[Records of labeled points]

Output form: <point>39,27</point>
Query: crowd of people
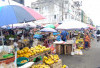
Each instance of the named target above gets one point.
<point>46,37</point>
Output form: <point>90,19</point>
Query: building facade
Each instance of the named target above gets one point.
<point>56,11</point>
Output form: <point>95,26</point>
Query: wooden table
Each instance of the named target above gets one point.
<point>68,46</point>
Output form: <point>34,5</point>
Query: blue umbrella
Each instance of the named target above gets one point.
<point>48,30</point>
<point>11,14</point>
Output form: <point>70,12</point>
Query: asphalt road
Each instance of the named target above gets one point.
<point>89,59</point>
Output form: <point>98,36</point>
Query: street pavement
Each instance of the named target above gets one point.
<point>89,59</point>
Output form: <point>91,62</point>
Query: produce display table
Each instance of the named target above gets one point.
<point>37,55</point>
<point>7,61</point>
<point>57,65</point>
<point>27,65</point>
<point>67,46</point>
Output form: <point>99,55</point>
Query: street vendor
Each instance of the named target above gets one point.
<point>87,41</point>
<point>64,34</point>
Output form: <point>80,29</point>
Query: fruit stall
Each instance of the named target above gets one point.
<point>64,47</point>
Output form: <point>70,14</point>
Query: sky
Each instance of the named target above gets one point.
<point>92,9</point>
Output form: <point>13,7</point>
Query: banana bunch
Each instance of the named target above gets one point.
<point>64,66</point>
<point>40,66</point>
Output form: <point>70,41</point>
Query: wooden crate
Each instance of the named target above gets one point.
<point>37,55</point>
<point>57,65</point>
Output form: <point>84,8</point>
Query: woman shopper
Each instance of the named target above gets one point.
<point>87,41</point>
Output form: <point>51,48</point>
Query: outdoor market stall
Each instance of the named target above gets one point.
<point>67,46</point>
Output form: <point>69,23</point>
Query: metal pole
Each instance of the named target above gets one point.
<point>8,2</point>
<point>68,10</point>
<point>62,10</point>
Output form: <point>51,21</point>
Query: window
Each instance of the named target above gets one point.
<point>54,16</point>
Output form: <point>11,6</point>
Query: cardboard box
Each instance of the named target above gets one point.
<point>57,65</point>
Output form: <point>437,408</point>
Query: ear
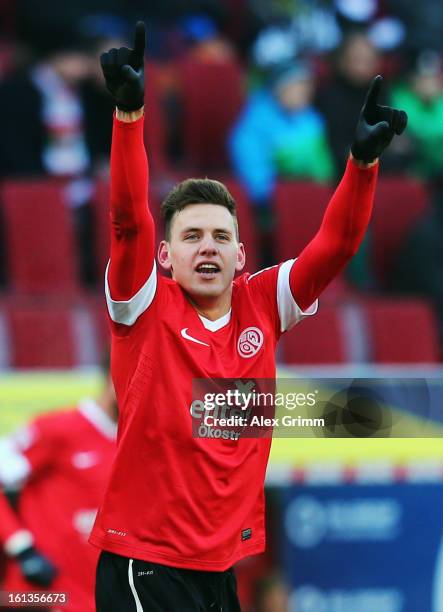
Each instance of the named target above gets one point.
<point>241,257</point>
<point>163,255</point>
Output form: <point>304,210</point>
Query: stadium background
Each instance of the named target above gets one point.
<point>202,62</point>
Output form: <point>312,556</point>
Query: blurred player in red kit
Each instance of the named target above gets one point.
<point>58,465</point>
<point>180,510</point>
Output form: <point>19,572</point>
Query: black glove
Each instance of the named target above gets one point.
<point>376,125</point>
<point>35,568</point>
<point>123,70</point>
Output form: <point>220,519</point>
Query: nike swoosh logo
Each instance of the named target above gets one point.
<point>184,333</point>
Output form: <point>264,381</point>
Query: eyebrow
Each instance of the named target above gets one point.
<point>199,229</point>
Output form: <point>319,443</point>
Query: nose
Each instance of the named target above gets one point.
<point>208,246</point>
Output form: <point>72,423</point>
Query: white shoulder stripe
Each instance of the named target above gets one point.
<point>133,590</point>
<point>288,310</point>
<point>128,311</point>
<point>14,466</point>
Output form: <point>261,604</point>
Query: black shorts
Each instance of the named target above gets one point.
<point>130,585</point>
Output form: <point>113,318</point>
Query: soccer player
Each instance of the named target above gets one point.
<point>179,510</point>
<point>59,465</point>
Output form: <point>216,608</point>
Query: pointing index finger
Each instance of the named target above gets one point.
<point>374,90</point>
<point>140,39</point>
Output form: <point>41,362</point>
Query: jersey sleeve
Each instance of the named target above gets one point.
<point>131,277</point>
<point>339,237</point>
<point>271,287</point>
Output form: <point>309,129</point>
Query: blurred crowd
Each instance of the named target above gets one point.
<point>285,81</point>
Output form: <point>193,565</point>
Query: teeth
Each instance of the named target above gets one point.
<point>208,267</point>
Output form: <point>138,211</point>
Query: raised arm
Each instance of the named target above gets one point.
<point>349,211</point>
<point>132,226</point>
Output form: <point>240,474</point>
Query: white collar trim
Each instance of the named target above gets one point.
<point>218,323</point>
<point>97,417</point>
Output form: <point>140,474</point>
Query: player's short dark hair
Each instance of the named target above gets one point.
<point>196,191</point>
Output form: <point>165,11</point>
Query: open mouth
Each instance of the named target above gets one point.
<point>208,270</point>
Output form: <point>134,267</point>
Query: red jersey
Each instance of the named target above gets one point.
<point>61,461</point>
<point>173,498</point>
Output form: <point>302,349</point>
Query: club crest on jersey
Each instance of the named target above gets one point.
<point>250,342</point>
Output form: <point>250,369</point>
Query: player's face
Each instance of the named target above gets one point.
<point>203,253</point>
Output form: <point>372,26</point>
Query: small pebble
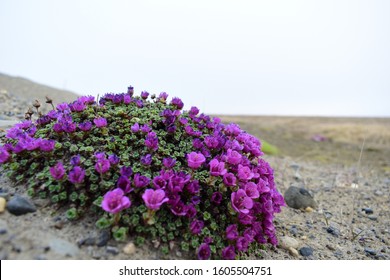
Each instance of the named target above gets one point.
<point>333,231</point>
<point>103,238</point>
<point>309,209</point>
<point>293,252</point>
<point>370,251</point>
<point>129,249</point>
<point>368,211</point>
<point>3,202</point>
<point>306,251</point>
<point>112,250</point>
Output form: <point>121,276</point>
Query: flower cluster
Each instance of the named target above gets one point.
<point>150,169</point>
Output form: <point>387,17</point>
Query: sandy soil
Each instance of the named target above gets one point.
<point>352,220</point>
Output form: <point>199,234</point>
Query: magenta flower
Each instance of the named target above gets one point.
<point>241,202</point>
<point>75,160</point>
<point>47,145</point>
<point>4,155</point>
<point>229,179</point>
<point>113,159</point>
<point>154,198</point>
<point>57,171</point>
<point>196,226</point>
<point>85,126</point>
<point>251,190</point>
<point>195,160</point>
<point>216,198</point>
<point>100,122</point>
<point>126,171</point>
<point>144,95</point>
<point>204,251</point>
<point>231,232</point>
<point>114,201</point>
<point>245,173</point>
<point>124,184</point>
<point>177,103</point>
<point>169,162</point>
<point>151,141</point>
<point>102,166</point>
<point>233,157</point>
<point>141,181</point>
<point>217,168</point>
<point>135,128</point>
<point>76,175</point>
<point>229,253</point>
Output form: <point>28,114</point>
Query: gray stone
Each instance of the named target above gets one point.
<point>287,242</point>
<point>63,247</point>
<point>299,198</point>
<point>306,251</point>
<point>19,205</point>
<point>103,238</point>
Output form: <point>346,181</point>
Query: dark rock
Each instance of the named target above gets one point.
<point>103,238</point>
<point>368,211</point>
<point>370,251</point>
<point>19,205</point>
<point>112,250</point>
<point>306,251</point>
<point>333,231</point>
<point>299,198</point>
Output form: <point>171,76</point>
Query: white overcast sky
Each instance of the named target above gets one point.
<point>288,57</point>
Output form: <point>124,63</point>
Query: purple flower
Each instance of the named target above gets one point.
<point>195,160</point>
<point>179,209</point>
<point>204,251</point>
<point>77,106</point>
<point>154,198</point>
<point>124,184</point>
<point>151,141</point>
<point>141,181</point>
<point>196,226</point>
<point>114,201</point>
<point>159,182</point>
<point>102,166</point>
<point>169,162</point>
<point>47,145</point>
<point>146,159</point>
<point>245,173</point>
<point>113,159</point>
<point>241,202</point>
<point>216,198</point>
<point>229,179</point>
<point>76,175</point>
<point>135,128</point>
<point>177,103</point>
<point>100,122</point>
<point>4,155</point>
<point>231,232</point>
<point>229,253</point>
<point>251,190</point>
<point>126,171</point>
<point>144,95</point>
<point>85,126</point>
<point>233,157</point>
<point>75,160</point>
<point>217,168</point>
<point>69,127</point>
<point>242,244</point>
<point>57,171</point>
<point>193,111</point>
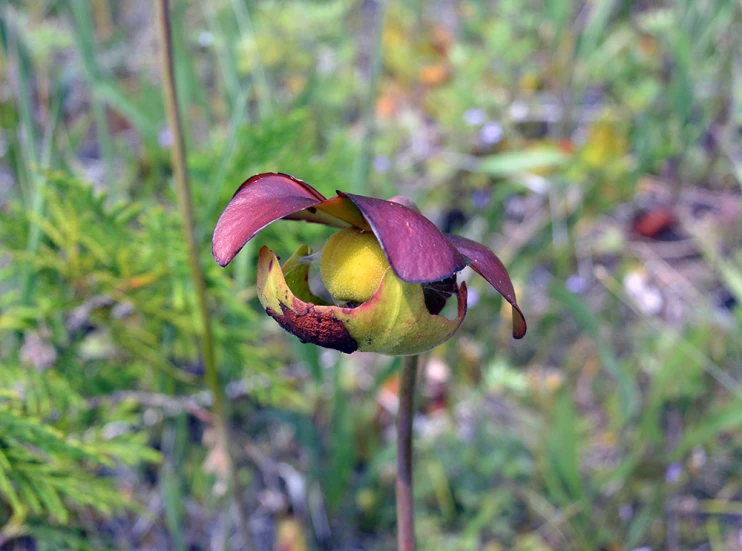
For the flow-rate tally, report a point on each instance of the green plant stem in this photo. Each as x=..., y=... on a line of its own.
x=363, y=168
x=405, y=415
x=221, y=425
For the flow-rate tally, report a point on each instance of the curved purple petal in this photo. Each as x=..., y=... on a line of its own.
x=260, y=200
x=486, y=264
x=417, y=251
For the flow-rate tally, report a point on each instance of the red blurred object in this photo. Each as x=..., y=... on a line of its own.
x=654, y=222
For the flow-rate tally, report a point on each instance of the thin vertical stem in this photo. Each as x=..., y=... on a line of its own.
x=405, y=415
x=178, y=154
x=363, y=168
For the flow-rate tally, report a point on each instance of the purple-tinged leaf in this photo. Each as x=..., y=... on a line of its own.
x=486, y=264
x=417, y=251
x=262, y=199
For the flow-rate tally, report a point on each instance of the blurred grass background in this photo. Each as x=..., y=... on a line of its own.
x=596, y=146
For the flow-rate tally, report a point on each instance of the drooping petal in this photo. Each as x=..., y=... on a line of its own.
x=417, y=251
x=262, y=199
x=486, y=264
x=395, y=321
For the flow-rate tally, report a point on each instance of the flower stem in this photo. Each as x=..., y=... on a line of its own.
x=405, y=415
x=178, y=155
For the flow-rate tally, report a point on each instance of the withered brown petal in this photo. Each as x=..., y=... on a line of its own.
x=486, y=264
x=417, y=251
x=260, y=200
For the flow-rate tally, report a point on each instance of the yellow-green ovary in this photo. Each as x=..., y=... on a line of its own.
x=352, y=265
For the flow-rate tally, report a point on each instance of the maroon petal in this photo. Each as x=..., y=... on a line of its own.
x=486, y=264
x=262, y=199
x=417, y=251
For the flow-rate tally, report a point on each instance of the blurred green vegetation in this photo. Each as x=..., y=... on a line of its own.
x=595, y=146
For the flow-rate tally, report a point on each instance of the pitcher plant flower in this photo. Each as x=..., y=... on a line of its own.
x=388, y=269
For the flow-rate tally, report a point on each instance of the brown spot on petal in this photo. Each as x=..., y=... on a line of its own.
x=314, y=326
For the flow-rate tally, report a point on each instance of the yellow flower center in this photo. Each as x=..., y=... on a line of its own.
x=352, y=265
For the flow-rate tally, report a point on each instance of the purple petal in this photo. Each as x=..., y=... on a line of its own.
x=260, y=200
x=417, y=251
x=486, y=264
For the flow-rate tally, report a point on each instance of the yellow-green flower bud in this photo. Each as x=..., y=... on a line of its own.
x=352, y=265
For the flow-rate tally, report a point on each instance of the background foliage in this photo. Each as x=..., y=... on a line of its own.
x=595, y=146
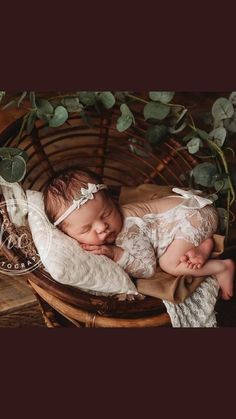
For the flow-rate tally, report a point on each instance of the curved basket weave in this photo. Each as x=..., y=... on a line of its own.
x=121, y=159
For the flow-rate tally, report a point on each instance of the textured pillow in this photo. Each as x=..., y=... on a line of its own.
x=68, y=263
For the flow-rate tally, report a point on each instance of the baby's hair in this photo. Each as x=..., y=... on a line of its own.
x=61, y=189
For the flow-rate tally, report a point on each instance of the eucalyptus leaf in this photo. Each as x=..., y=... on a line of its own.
x=188, y=137
x=218, y=123
x=108, y=99
x=9, y=104
x=21, y=99
x=32, y=99
x=31, y=121
x=153, y=110
x=14, y=169
x=203, y=134
x=126, y=119
x=86, y=118
x=219, y=136
x=121, y=96
x=194, y=144
x=175, y=130
x=232, y=98
x=2, y=95
x=230, y=123
x=72, y=104
x=222, y=108
x=59, y=118
x=138, y=148
x=9, y=152
x=182, y=117
x=155, y=134
x=205, y=174
x=44, y=109
x=163, y=97
x=87, y=98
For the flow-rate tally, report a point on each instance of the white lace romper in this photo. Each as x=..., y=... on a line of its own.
x=144, y=239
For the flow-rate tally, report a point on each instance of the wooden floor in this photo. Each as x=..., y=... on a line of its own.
x=18, y=305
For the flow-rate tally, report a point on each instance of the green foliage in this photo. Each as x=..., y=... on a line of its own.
x=163, y=97
x=72, y=104
x=12, y=164
x=156, y=133
x=194, y=144
x=107, y=98
x=59, y=117
x=222, y=109
x=154, y=110
x=126, y=119
x=205, y=174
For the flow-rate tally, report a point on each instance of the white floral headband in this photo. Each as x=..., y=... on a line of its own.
x=85, y=195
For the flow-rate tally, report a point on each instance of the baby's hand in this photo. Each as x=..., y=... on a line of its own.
x=111, y=251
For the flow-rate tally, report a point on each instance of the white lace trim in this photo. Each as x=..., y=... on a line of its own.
x=198, y=309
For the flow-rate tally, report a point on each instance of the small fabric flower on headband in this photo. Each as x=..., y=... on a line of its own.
x=85, y=195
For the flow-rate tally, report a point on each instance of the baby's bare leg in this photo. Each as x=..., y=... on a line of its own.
x=197, y=256
x=223, y=270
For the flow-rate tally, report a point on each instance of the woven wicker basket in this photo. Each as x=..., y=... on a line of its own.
x=109, y=153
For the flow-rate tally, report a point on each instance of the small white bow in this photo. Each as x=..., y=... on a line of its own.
x=87, y=194
x=199, y=201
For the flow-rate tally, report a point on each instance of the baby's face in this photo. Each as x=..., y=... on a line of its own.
x=96, y=222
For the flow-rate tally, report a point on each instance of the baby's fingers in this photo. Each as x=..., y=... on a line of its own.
x=89, y=246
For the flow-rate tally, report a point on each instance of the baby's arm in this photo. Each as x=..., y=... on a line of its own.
x=138, y=258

§ THE PROBLEM
Return the line that contains "of the wooden" and all lines after it, verbatim, and nothing else.

§ THE RESULT
For the flow-rate tally, report a point on each instance of the wooden floor in this photo. Each as x=..., y=... on a line of its own.
x=18, y=305
For the flow-rate tally, report a point on each instance of the green foliage in this photo. Each as x=..., y=... on a line of its own.
x=163, y=97
x=72, y=104
x=12, y=164
x=156, y=133
x=194, y=144
x=107, y=98
x=59, y=117
x=222, y=109
x=154, y=110
x=126, y=119
x=205, y=174
For the flow-rate tally, report a point on each instance of the white floral headband in this photo. Each as x=..., y=... on a line of its own.
x=85, y=195
For the flow-rate tally, report a point on each instance of the baby's hand in this photo. Each as x=..., y=... on a line of its own.
x=111, y=251
For the flow-rate tally, report a point on each instance of the white lace trim in this photo. Each as x=..., y=... on a line of its own.
x=198, y=309
For the flow-rate tally, report a point on each instance of the small fabric flower on headband in this photo. Each as x=..., y=... on a line of its own.
x=85, y=195
For the flow-rate tally, report a point on each instance of the baby's bare leg in this photo. Each as x=..., y=... on a line of its own.
x=197, y=256
x=223, y=270
For the flow-rate tally, report a point on each instance of the woven wicker basket in this photo. Each as x=..., y=... on a line of its own.
x=109, y=153
For the flow-rate tally, report a point on each instance of the small white bow in this photo. Each as x=..., y=... on a line of its own.
x=87, y=194
x=199, y=201
For the flow-rate tally, report a point on each instance of the baby's face in this photo. Each as x=..., y=... on a line of its own.
x=96, y=222
For the flow-rate tally, report a point on each instance of the baby's fingers in this photo. Each as x=..., y=... on a line of its own.
x=89, y=246
For the flow-rate tally, report a point on each instance of the baby's arm in this photo. Each as x=..., y=... on a line of its own.
x=138, y=258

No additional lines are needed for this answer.